Примерное время чтения: 10 минут
157

Счастливый человек из Зурбагана

Мечты, мечты, где ваша сладость...

...БОЛЬНОМУ казалось, что он взлетел, - теперь он видел себя и свою жизнь как бы со стороны, сверху. Александр Грин внимательно разглядывал худого узкоплечего подростка, прилежно штудирующего том Майн Рида. Это он сам, а седобородый здоровяк - его отец, польский ссыльный, бухгалтер вятской земской больницы, поднимающий на медные деньги четверых детей.

Унылое лицо мачехи... Одноэтажный флигелек о девяти окошках на Никитской улице - это их дом. Здание Александровского реального училища: колонны у подъезда, вощеный паркет, злые глаза инспектора - на уроке немецкого ученика Гриневского поймали за сочинением пасквильных стихов: "Инспектор, жирный муравей, гордится толщиной своей..."

Ругань отца, ворчание мачехи, обшарпанные комнаты четырехклассного Вятского городского училища: после исключения его согласились принять только туда... Стыд за нищету, за себя - долговязого, неуклюжего и обтрепанного, неприкаянность... Александру Гриневскому снилось море, огромные серо-стальные пароходы, пестрые китайские джонки и изумрудно-зеленые тропические берега: слабогрудый вятский подросток мечтал о приключениях, как у Майн Рида.

## ЗАДАНИЕ A:
Собери из записей ниже все строки, где встречается слово «post», и перепиши их без изменений.
## ЗАДАНИЕ B:
Подхвати рассказ о юности Александра Грина выше и продолжи его сразу после последнего предложения.

## ИСХОДНЫЕ ЗАПИСИ:
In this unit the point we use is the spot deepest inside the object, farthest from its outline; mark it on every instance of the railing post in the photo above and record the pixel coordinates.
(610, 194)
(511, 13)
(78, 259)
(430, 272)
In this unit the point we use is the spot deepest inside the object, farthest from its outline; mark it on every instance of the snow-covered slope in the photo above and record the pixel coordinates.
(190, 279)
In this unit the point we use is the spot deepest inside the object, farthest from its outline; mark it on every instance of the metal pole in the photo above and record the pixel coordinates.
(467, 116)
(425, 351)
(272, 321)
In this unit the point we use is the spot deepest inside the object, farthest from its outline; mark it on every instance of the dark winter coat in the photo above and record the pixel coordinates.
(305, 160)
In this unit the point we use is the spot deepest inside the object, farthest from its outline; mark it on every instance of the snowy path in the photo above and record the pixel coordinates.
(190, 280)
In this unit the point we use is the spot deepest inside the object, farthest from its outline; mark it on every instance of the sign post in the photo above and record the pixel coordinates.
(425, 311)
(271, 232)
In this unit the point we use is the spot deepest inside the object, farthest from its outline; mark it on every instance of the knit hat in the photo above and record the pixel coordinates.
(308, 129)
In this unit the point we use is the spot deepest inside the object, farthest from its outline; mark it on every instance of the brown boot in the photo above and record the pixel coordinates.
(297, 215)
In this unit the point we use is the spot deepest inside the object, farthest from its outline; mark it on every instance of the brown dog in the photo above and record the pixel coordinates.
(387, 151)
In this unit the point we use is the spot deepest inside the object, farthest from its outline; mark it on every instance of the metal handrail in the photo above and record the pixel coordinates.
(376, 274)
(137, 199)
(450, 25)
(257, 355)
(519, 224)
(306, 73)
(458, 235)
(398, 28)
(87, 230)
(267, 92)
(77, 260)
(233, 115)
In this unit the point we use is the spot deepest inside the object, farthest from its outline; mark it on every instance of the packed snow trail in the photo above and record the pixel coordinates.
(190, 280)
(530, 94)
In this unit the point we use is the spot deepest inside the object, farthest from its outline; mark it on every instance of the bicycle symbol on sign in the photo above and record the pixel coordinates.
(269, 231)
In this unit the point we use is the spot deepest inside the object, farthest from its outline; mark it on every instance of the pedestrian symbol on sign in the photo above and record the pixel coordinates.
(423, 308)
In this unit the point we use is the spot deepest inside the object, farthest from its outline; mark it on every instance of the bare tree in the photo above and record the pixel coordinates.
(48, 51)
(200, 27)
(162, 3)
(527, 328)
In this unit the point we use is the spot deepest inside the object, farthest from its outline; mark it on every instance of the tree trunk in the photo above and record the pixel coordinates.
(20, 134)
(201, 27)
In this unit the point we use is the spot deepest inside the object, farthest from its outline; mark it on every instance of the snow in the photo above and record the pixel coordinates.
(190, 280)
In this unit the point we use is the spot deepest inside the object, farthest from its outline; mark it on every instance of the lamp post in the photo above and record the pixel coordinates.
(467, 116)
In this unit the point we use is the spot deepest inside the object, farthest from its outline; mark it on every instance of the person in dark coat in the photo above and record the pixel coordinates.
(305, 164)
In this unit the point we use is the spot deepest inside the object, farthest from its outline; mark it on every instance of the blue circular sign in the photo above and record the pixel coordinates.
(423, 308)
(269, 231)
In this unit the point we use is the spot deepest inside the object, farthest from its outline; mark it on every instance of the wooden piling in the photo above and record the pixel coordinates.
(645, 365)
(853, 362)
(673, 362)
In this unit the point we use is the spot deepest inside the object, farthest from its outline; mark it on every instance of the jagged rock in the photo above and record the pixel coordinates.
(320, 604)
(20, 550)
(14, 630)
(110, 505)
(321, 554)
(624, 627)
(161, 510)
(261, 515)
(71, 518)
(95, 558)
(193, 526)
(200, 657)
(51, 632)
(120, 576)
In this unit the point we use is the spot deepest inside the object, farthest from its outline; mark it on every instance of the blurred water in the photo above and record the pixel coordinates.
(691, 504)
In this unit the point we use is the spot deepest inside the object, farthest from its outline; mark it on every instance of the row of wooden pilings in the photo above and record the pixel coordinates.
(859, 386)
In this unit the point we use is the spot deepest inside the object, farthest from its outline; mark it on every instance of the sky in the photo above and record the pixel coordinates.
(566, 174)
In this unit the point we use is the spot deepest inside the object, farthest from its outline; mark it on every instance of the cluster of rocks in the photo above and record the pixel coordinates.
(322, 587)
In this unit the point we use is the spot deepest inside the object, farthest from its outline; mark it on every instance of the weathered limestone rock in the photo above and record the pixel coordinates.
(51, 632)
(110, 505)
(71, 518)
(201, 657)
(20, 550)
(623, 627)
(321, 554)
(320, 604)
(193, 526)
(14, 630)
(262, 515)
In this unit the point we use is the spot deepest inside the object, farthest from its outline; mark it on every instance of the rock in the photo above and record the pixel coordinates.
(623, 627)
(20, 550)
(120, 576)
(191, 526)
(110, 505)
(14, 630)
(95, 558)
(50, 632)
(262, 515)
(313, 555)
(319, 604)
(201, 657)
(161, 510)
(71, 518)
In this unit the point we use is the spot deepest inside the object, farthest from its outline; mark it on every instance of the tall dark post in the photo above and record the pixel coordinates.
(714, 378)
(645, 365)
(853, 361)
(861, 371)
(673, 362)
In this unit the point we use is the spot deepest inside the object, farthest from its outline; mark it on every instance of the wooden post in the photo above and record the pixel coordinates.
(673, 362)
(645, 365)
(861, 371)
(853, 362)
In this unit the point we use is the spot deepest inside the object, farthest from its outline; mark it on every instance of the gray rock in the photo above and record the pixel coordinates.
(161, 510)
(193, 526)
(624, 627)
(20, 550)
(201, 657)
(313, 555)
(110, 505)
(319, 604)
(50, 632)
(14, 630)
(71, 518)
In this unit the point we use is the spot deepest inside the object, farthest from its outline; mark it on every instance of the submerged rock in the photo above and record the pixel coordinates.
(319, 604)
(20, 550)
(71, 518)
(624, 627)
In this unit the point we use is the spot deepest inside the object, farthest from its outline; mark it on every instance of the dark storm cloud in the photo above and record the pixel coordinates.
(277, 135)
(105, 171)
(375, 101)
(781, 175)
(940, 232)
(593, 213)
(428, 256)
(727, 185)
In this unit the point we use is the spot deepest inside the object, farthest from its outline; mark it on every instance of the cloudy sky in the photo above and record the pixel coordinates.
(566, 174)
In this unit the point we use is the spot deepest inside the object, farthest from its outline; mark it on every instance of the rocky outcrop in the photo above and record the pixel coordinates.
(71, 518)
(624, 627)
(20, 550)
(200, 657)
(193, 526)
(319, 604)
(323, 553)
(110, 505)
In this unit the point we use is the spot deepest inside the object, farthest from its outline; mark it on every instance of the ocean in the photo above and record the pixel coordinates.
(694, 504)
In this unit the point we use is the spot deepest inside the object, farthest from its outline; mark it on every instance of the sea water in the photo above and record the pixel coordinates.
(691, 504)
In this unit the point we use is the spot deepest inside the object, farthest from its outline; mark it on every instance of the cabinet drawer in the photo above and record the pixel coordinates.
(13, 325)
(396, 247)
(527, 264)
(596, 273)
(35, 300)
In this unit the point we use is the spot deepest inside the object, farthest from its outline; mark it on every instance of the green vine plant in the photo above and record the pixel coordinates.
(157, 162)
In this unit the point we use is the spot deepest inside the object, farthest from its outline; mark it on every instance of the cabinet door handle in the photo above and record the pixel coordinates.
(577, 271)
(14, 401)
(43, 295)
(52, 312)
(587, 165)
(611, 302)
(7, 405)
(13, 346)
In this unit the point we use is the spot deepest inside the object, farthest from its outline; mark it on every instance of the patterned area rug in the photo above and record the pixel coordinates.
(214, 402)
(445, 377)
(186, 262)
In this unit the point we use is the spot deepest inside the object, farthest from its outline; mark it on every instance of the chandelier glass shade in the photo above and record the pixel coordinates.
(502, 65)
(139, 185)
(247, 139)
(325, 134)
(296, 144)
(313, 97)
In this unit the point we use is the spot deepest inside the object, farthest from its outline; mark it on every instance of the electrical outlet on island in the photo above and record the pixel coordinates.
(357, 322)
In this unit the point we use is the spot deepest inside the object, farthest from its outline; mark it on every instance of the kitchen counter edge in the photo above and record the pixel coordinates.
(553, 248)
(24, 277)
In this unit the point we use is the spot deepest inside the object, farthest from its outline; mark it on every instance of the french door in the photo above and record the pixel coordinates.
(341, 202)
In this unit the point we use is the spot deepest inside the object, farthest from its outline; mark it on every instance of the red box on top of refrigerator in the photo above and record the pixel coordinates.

## РЕЗУЛЬТАТ A:
In this unit the point we use is the spot deepest inside the object, farthest from its outline; mark it on every instance of the railing post in the photo above and record the pixel coordinates.
In this unit the point we use is the spot deepest inside the object, farthest from its outline; mark it on every instance of the sign post in the photo above and record the pixel coordinates.
In this unit the point we use is the spot deepest inside the object, farthest from its outline; mark it on every instance of the lamp post in the photo above and record the pixel coordinates.
In this unit the point we use is the spot deepest inside the object, farthest from its outline; mark it on every instance of the tall dark post in the photo above and record the pixel coordinates.
In this unit the point we use is the spot deepest inside the object, farthest from its outline; mark it on every instance of the wooden post in the photo above and record the pixel coordinates.

## РЕЗУЛЬТАТ B:
Волшебное, само собой родившееся слово "Зурбаган": ему казалось, что самые красивые корабли должны приходить именно оттуда. Снежно-белый китайский фарфор и прозрачные целлулоидные портсигары, кривые греческие ножики с рукоятками из разноцветного камня, кислое красное вино, дешевые сигары, матросские бескозырки с черными лентами - на прилавках Одессы было все, о чем только можно мечтать. По улицам ходили рослые моряки в голландках и клешах, в порту стояли десятки пароходов, вечером город зажигался сотнями ярких фонарей. Вот только его, долговязого и слабогрудого, здесь никто не ждал - в мореходку Александра Гриневского не приняли, на корабль не взяли.

Сперва он продал высокие охотничьи сапоги, затем - отцовское белье, оставшись в тряпье и опорках. Он жил в ночлежках, работал грузчиком, нищенствовал (хорошего попрошайки из него так и не вышло), ночевал под мостом...

Маленький черноморский пароходик "Платон" (он продержался на нем только одну навигацию), александрийский порт (первое заграничное плавание оказалось последним - ему не удалось поладить со старпомом), бешеный крик отца: "Где твои вещи? Ты вернулся домой пешком, ты изолгался!.."

Он соврал, что оставил пожитки на станции, и поначалу ему поверили. Признаться в том, что никаких вещей нет и от Одессы до Вятки он добирался "зайцем", было стыдно...

В поисках удачи

В СЕВАСТОПОЛЕ Александр Гриневский впервые почувствовал себя героем своей воображаемой истории - и она в отличие от многих других складывалась счастливо.

До этого он искал удачи на бакинских нефтяных приисках (голод, холод, малярия) и мыл золото на Урале - вышел пешком из Вятки в феврале и приехал в Пермь в неотапливаемом товарном вагоне, сменил размокшие валенки на лапти и принялся за работу. Он был матросом, землекопом, пекарем, подручным кузнеца, золотоискателем, рыбаком, лесорубом, нищим писчиком театральных ролей, банщиком, переплетчиком, служителем железнодорожных курсов и актером на выходах - в конце концов отец сдал его в солдаты. Он не сопротивлялся: приключения утомили, а в армии была хоть какая-то определенность.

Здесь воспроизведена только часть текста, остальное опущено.